Por Olmedo Beluche

Habíase una vez una ciudad que le decían “la tacita de oro” porque el único beneficio directo que sacó de vivir junto a un canal controlado por Estados Unidos fueron los servicios públicos (alcantarillado, agua potable, recolección de basura) de altos estándares, equivalentes a los de un país desarrollado.

La “tacita”, andando el tiempo hasta llegar a los años 70 de hace un siglo, llegó a mejorar todavía más la calidad de vida de sus habitantes, gracias a un régimen militar que le llaman “populista” que, siguiendo las doctrinas desarrollistas en boga, acompañó lo anterior con uno de los mejores servicios de educación y salud pública del continente, con telefonía y energía eléctrica baratas, gracias a la nacionalización, y con un Código de Trabajo que reconocía importantes derechos a la clase trabajadora.

Pero las malvadas brujas de un reino oscuro llamado capitalismo, corroídas por la envidia y la avaricia, no podían permitir tanta felicidad a tanta gente. El aquelarre se reunió en Washington por 1980, hicieron su consenso y empezaron a emitir conjuros nefastos contra todo el mundo, incluida la “tacita”. De sus labios brotaron palabras soeces que nadie comprendía muy bien pero que hacían nudos en los estómagos (literalmente hablando): neoliberalismo, ganancia, ajustes estructurales, libre mercado, privatización, reforma laboral, etc.

Enviaron por el mundo espíritus malvados (BID, FMI, Banco Mundial) obligando a los pueblos a morder las manzanas envenenadas. Poco a poco los pueblos empezaron a sentir el malestar y a caer en un sopor con alucinaciones opiáceas. Los derechos, las conquistas sociales, los avances económicos, empezaron a desaparecer por arte de magia. Todo aquel que se atrevía a resistirse recibía del cielo, digo, del norte, rayos y centellas: cárcel, bala, gases, represión; además se le marcaba en la frente: jurásico, troglodita, antimoderno, comunista, chavista.
____________________
Lista de tareas —
(1) Transcribe el relato de la tacita de oro entre "Enviaron por el" y "antimoderno, comunista, chavista.", ambos incluidos.
(2) En el relato de la tacita de oro, ¿qué marcas se le ponían en la frente a quien se atrevía a resistirse? Nómbralas todas.
(3) Según el relato de la tacita de oro, ¿por qué a la ciudad la llamaban así? Responde en una a tres oraciones.
El material que viene después no tiene relación con el relato de la tacita de oro.

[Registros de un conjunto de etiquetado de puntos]
____________________
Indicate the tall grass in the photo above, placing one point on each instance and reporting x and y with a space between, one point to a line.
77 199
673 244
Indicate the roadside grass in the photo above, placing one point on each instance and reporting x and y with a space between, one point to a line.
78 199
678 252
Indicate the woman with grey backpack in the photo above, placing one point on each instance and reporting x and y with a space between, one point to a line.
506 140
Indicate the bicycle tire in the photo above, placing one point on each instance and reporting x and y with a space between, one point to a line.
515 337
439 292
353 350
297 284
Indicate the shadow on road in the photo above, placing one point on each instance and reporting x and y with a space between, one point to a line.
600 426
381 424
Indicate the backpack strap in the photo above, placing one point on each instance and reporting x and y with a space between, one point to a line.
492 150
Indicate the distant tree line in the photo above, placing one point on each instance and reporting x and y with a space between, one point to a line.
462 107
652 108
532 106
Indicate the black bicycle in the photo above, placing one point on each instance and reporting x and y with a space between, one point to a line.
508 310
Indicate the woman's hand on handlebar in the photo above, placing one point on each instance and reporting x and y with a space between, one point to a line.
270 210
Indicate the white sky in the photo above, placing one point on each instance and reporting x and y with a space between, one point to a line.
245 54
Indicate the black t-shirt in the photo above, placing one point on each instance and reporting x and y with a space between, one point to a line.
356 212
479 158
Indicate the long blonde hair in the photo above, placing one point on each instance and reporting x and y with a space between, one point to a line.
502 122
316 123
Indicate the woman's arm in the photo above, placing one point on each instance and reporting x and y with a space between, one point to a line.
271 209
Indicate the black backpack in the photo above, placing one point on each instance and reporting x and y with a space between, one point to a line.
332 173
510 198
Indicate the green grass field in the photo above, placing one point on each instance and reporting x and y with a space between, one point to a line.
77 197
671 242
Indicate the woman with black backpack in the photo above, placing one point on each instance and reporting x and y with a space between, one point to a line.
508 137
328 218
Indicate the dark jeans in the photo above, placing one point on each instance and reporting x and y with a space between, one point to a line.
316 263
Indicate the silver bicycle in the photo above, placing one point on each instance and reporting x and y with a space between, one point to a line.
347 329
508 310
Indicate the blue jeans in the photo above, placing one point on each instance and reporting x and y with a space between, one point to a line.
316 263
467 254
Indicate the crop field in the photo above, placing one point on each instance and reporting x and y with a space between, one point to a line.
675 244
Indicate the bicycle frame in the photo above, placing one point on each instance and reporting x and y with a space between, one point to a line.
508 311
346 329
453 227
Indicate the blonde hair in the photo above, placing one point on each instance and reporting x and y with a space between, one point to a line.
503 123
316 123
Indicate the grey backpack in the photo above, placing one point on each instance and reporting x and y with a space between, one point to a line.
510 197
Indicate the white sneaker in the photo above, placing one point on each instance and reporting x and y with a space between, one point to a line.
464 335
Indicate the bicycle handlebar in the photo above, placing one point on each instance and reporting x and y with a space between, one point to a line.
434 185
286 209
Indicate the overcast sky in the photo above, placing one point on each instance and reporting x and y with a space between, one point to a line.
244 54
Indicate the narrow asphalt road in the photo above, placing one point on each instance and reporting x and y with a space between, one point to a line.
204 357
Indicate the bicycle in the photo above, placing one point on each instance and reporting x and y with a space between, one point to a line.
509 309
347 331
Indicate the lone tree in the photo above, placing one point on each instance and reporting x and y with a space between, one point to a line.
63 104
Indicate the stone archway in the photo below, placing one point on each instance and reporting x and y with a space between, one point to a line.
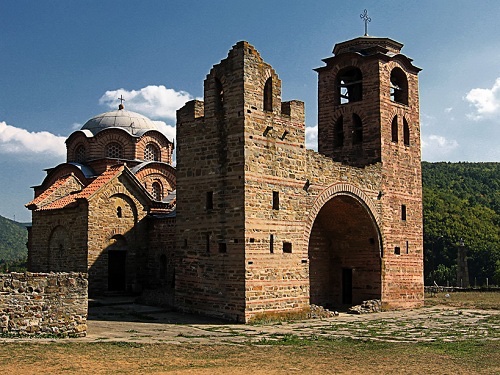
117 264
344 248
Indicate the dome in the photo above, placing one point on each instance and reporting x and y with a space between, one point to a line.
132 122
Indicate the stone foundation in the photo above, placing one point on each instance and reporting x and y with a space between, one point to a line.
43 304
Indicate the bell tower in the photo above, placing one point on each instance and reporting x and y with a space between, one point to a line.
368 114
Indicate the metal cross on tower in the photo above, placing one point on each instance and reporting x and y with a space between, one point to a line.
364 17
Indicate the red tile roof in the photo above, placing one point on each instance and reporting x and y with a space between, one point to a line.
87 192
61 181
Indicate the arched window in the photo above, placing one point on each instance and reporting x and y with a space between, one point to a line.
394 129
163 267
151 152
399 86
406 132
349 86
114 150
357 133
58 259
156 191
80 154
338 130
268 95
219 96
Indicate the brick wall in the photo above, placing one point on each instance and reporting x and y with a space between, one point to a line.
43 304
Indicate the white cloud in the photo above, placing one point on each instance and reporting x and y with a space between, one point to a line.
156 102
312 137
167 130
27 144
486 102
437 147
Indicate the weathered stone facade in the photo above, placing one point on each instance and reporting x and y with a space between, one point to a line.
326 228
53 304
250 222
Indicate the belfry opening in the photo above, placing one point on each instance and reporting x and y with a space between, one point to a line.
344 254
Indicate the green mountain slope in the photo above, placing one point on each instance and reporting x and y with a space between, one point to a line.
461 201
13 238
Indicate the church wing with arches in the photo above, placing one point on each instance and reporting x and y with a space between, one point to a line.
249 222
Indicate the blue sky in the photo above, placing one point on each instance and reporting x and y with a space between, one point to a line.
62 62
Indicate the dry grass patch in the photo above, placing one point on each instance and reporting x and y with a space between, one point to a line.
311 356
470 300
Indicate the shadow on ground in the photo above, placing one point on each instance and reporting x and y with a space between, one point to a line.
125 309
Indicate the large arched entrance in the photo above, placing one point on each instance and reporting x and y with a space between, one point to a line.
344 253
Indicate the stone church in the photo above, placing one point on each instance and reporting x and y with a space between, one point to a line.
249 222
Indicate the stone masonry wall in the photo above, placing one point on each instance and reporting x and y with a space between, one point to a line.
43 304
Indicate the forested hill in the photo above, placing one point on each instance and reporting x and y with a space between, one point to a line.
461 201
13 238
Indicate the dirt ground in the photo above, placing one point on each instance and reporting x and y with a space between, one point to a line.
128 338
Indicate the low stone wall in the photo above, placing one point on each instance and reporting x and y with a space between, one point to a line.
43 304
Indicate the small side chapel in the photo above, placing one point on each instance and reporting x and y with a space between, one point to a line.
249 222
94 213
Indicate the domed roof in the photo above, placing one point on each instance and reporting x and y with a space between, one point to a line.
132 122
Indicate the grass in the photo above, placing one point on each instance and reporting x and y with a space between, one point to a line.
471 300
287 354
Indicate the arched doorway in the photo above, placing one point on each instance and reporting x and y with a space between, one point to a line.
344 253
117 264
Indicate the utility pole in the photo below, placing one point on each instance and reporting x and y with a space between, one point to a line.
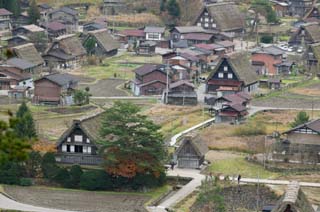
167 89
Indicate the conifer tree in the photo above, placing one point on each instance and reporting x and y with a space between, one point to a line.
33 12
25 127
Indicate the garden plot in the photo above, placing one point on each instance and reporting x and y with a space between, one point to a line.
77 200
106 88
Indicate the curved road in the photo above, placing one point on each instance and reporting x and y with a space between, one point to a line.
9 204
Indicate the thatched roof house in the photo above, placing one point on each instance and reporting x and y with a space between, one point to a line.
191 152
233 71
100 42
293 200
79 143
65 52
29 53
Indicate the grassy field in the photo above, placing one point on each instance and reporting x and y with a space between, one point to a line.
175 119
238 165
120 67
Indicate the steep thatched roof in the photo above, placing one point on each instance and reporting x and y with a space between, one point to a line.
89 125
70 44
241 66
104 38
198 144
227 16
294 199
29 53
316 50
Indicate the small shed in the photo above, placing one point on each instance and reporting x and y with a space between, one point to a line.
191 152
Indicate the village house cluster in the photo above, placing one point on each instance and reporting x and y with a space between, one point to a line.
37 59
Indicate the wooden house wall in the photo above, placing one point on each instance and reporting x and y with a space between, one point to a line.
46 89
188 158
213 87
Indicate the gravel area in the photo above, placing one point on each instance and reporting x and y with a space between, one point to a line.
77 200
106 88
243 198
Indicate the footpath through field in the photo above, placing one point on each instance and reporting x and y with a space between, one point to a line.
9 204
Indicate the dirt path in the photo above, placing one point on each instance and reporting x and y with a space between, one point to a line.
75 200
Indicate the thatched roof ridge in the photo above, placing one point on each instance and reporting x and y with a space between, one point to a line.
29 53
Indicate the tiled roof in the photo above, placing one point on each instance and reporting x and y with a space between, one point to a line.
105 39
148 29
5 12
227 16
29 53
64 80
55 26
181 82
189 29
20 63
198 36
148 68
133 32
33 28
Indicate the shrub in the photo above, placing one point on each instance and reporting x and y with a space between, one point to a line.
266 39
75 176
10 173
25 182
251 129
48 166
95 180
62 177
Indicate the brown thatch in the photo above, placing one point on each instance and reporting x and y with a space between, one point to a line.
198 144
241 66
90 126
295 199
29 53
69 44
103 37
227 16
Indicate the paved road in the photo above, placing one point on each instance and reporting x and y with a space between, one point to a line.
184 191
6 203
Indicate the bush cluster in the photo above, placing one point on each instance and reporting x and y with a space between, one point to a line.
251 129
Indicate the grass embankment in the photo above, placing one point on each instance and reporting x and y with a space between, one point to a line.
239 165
____________________
Respuestas a tareas —
(1)
Enviaron por el mundo espíritus malvados (BID, FMI, Banco Mundial) obligando a los pueblos a morder las manzanas envenenadas. Poco a poco los pueblos empezaron a sentir el malestar y a caer en un sopor con alucinaciones opiáceas. Los derechos, las conquistas sociales, los avances económicos, empezaron a desaparecer por arte de magia. Todo aquel que se atrevía a resistirse recibía del cielo, digo, del norte, rayos y centellas: cárcel, bala, gases, represión; además se le marcaba en la frente: jurásico, troglodita, antimoderno, comunista, chavista.

(2) Jurásico, troglodita, antimoderno, comunista y chavista.

(3) Vivía junto a un canal controlado por Estados Unidos. El único beneficio directo que sacó de eso fueron unos servicios públicos de altos estándares, como alcantarillado, agua potable y recolección de basura, equivalentes a los de un país desarrollado.